• Requirement
Retype, exactly and completely, the listing that comes next, skipping its images.

• Raw data
------------------------------------------------------------------------

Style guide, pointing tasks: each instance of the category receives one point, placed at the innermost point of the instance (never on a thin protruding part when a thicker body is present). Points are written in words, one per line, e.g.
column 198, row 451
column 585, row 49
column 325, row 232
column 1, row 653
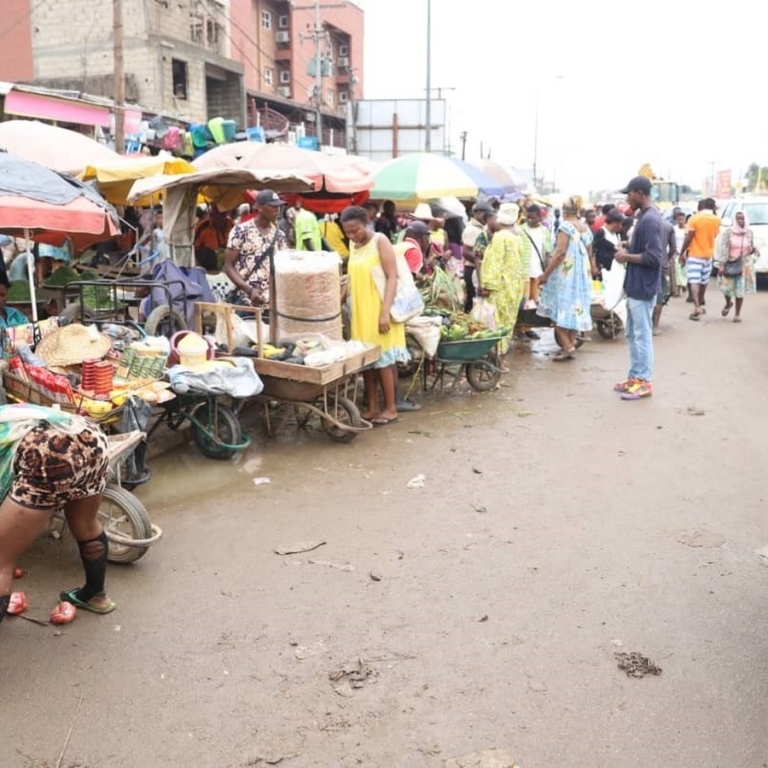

------------------------------------------------------------------------

• Solution to this task
Style guide, pointing tasks: each instance of the category receives one point, placed at the innermost point of the instance (never on a thin protruding part when a thicker body is present). Points are written in words, one per line, e.g.
column 198, row 451
column 585, row 49
column 325, row 232
column 1, row 653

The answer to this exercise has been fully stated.